══ SELECTED TEXT ══

Lev Pomomarev on Torture, on Housing Demolition [Radio Sol]

posted 15 Jun 2017, 00:49 by Rights in Russia   [ updated 19 Jun 2017, 09:53 ]
30 May 2017

Source: Moscow Helsinki Group [original source: Radio Sol]

Extract from a programme broadcast on 30 May 2017: 'Tuesday with Lev Ponmarev on Radio Sol. A human rights defender's look at recent events in Russia.' 

Valentina Ivakina: Hello, dear radio listeners, this is 'Tuesday with Lev Ponomarev.' At the microphone is Valentina Ivakina. Every Tuesday from 15:00 to 16:00 Moscow time, specialists of the nationwide NGO For Human Rights analyze the latest events in the country. [...] Hello, Lev Aleksandrovich.

Lev Ponomarev: Hello

Torture in Prison Colonies

Valentina Ivakina: As usual we have a lot of news and issues to discuss with you. Literally yesterday there was a TV broadcast attacking Russian human rights defenders. And you among them. The point was being made that you recently took part in pickets with a placard in your hands with a list of political prisoners, that you work on prison conditions and that allegedly you are doing this work out of self-interest. That there is money involved. What do you say about this? What do you think about this publication? And what would you like to say on our programme in answer to the journalists who published this material?

Lev Ponomarev: I must say that I consider this in part as a result of the success of my work. The fact is that recently the situation in the prison colonies is becoming worse and worse. There are a great many complaints from prisoners, allegations that they are being beaten, literally raped. And there are fewer and fewer possibilities to investigate these incidents. This is because over the last couple of years, in a consistent fashion, human rights defenders have been taken out of the Public Oversight Commissions [POCs]. The POCs work in accordance with the law that established them, and the members of the POCs have the right to enter a prison colony at any time, to inspect for violations of human rights. Well the fact is that, instead of human rights defenders, people have been elected to take part in POCs who have formerly worked in the prosecutor's office, who have served in the military, and so on. So the ability to investigate human rights abuses has become less and less. 

And obviously among these people there are more suporters of the Federal Penitentiary Service. If such a person goes to aprison colony, it's easier to convince them that this scoundrel had to be beaten, because he is a thief, a murderer, and so on. Therefore an atmosphere develops that there is no one to investigate torture, murder, that takes place in the prison colonies.

And since the federal TV channel has made a broadcast about his issue, then probably it has worried them a bit. 

Recently I began to write about the fact that state officials are practically unable to do anything. I appealed to the Presidential Human Rights Council headed by an adviser to the president [Mikhail Fedotov]. But nothing happens. Moreover, Fedotov himself is no longer allowed inside prison colonies. When he went to [prisons in] Udmurtiya, he wasn't let in there. In practice, it turns out that the president's adviser on human rights cannot carry out one of his main functions, namely to inspect prison colonies for violations of human rights. What could be worse? 

In practice prison colonies have become closed to public oversight. And now we are left with one possibility, to send lawyers there. And we actually do hire lawyers, they go to these places, and some of the prisoners tell them about torture and so on. We publish all of this. This work of ours is absolutely transparent. By the way, this film has a lot of manipulating of the facts, I'm not going to talk a lot about that.

═══

- EXERCISES
a – Reproduce the interview word for word, from "Lev Pomomarev on" up to and including "Hello, Lev Aleksandrovich.".
b – According to the interview, what right do members of the Public Oversight Commissions have?
The material after this point comes from a different source than the interview.

══ INFORMATION PROVIDED ══

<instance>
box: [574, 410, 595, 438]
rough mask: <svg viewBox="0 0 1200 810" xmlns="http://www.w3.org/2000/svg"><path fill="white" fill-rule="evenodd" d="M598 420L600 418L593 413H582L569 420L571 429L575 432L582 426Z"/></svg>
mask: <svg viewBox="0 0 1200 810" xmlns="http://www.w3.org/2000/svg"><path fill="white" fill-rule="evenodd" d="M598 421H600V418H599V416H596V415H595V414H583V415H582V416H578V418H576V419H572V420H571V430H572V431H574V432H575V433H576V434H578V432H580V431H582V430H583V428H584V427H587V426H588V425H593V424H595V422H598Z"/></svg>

═══

- ANSWERS GIVEN
a –
Lev Pomomarev on Torture, on Housing Demolition [Radio Sol]

posted 15 Jun 2017, 00:49 by Rights in Russia   [ updated 19 Jun 2017, 09:53 ]
30 May 2017

Source: Moscow Helsinki Group [original source: Radio Sol]

Extract from a programme broadcast on 30 May 2017: 'Tuesday with Lev Ponmarev on Radio Sol. A human rights defender's look at recent events in Russia.' 

Valentina Ivakina: Hello, dear radio listeners, this is 'Tuesday with Lev Ponomarev.' At the microphone is Valentina Ivakina. Every Tuesday from 15:00 to 16:00 Moscow time, specialists of the nationwide NGO For Human Rights analyze the latest events in the country. [...] Hello, Lev Aleksandrovich.

b – They have the right to enter a prison colony at any time to inspect for violations of human rights.